▶ [Recorded information]
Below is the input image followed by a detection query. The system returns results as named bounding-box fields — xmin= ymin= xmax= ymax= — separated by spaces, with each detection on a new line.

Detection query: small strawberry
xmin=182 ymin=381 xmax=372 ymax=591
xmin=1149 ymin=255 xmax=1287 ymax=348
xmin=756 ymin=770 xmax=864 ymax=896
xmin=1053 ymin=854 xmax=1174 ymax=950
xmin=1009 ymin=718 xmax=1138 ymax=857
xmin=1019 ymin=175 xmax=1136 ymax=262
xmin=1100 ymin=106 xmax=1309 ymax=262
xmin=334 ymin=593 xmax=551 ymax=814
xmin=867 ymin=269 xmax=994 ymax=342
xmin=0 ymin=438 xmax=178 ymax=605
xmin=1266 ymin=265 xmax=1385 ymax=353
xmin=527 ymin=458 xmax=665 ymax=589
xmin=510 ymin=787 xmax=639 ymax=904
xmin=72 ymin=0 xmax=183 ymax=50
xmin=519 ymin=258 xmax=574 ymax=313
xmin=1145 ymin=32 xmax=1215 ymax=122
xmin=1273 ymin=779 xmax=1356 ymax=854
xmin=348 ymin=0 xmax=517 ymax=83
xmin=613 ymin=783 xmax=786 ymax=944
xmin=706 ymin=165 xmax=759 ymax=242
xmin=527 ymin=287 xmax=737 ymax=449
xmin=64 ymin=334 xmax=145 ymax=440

▶ [Task brief]
The material above needs to be reproduced exactly as written.

▶ [Task response]
Below is the input image followed by a detection query. The system returns results as named bounding-box fields — xmin= ymin= xmax= ymax= — separated by spaces, with each detection on a new line.

Detection query: small strawberry
xmin=182 ymin=381 xmax=372 ymax=591
xmin=1149 ymin=255 xmax=1287 ymax=348
xmin=756 ymin=770 xmax=864 ymax=896
xmin=1053 ymin=854 xmax=1174 ymax=950
xmin=1009 ymin=718 xmax=1138 ymax=857
xmin=1019 ymin=175 xmax=1136 ymax=262
xmin=1100 ymin=106 xmax=1309 ymax=262
xmin=334 ymin=593 xmax=551 ymax=814
xmin=867 ymin=269 xmax=994 ymax=342
xmin=0 ymin=438 xmax=178 ymax=605
xmin=1266 ymin=265 xmax=1385 ymax=353
xmin=527 ymin=458 xmax=665 ymax=589
xmin=510 ymin=787 xmax=639 ymax=904
xmin=72 ymin=0 xmax=183 ymax=50
xmin=519 ymin=258 xmax=574 ymax=313
xmin=1145 ymin=32 xmax=1215 ymax=122
xmin=1273 ymin=779 xmax=1356 ymax=854
xmin=348 ymin=0 xmax=517 ymax=83
xmin=613 ymin=783 xmax=786 ymax=944
xmin=706 ymin=165 xmax=759 ymax=242
xmin=527 ymin=287 xmax=737 ymax=449
xmin=64 ymin=334 xmax=145 ymax=440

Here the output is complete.